**** Fragmento del documento ****
FERNANDO DÍAZ VILLANUEVA
Bahrein es un minúsculo país insular en la costa occidental del golfo Pérsico. Las trece islas que lo forman arrojan una superficie de 750 kilómetros cuadrados, poco más que el municipio de Madrid y algo menos que la también diminuta república de Santo Tomé y Príncipe, en el golfo de Guinea. A pesar de su pequeño tamaño Bahrein es, con más de 1.200.000 habitantes, un país muy poblado. La combinación de ambos parámetros le convierten en uno de los lugares más densamente poblados del golfo. Los bahreiníes viven, literalmente apiñados en su pequeña isla.
Pero si lo hacen no es porque no quepan –Madrid, con la misma extensión tiene dos millones de habitantes más–, sino porque casi todos viven en la capital, Manama, y sus alrededores, es decir, en el tercio superior de la isla principal. El resto del país está casi vacío. Sólo hay algunos pozos de petróleo, el circuito de Fórmula 1 donde todos los años se celebra el Gran Premio de Bahrein, algunos resorts de lujo y palacetes que pertenecen sin excepción a laminoría sunnita que gobierna el país.
**** Datos proporcionados ****
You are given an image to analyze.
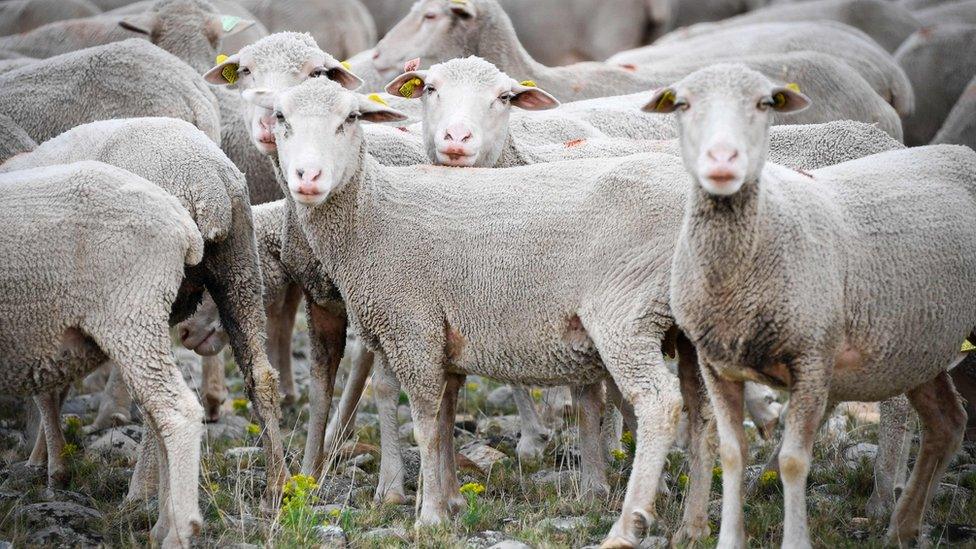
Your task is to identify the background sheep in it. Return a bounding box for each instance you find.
[0,162,203,547]
[648,65,976,546]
****
Tarea escrita> ¿Puedes retomar el fragmento sobre Bahrein y seguir escribiéndolo a partir de su última oración? Estos datos provienen de una fuente distinta.

Respuesta del ejercicio>
Pero Bahrein no es un país de mayoría sunnita sino chiíta. Siete de cada diez musulmanes que residen en el emirato son fieles de esta última rama del Islam. Este hecho explica más que cualquier otro los recientes altercados que se han producido en el país. La mayoría chiíta, reducto de cuando Bahrein era parte de Persia, vive sojuzgada por la sunnita. Aunque, en principio, los chiítas pueden practicar su religión libremente, el emir Hamad Al Jalifa, su Gobierno y los propietarios de la tierra son sunnitas. Como consecuencia la diferencia de renta entre unos y otros es muy grande.
Esto es algo que conocen todos los bahreiníes. Al ser el país tan pequeño han visto con sus propios ojos cómo viven unos –los chiítas–, generalmente hacinados en barrios de Manama, y como lo hacen los otros –los sunnitas–, en confortables apartamentos o, si pertenecen a la élite en lujosas mansiones costeras con piscina rodeadas de verdes palmerales. También saben que parte del país está vacío y que ellos, en cambio, tienen verdaderos problemas para encontrar una casa nueva a precios razonables.
Entonces llegó Google y lanzó en 2005 uno de sus productos estrella: Google Earth. Con un simple ordenador y una conexión a Internet cualquier bahreiní podía ver su pequeño país desde arriba... y comparar. El ojo digital del satélite no miente. Muestra lo apretados que viven los chiítas en sus barrios, los jardines de ensueño que disfrutan otros o las inigualables vistas al mar de los nuevos desarrollos para ricos, como los de "El Pétalo", un conjunto de islas artificiales construido a imagen y semejanza de las famosas "palmeras" de Dubai.
Abrir Google Earth e indignarse se convirtió repentinamente en un deporte muy practicado en el emirato. A Al Jalifa y los suyos, sin embargo, esto de que sus súbditos comparasen no les gustaba nada, así que en el año 2006 el Gobierno, a través del ministro de Información, bloqueó el acceso a la aplicación. Los medios occidentales apenas se hicieron eco de tal medida hasta hoy, cuando la situación en el emirato se ha tornado insostenible.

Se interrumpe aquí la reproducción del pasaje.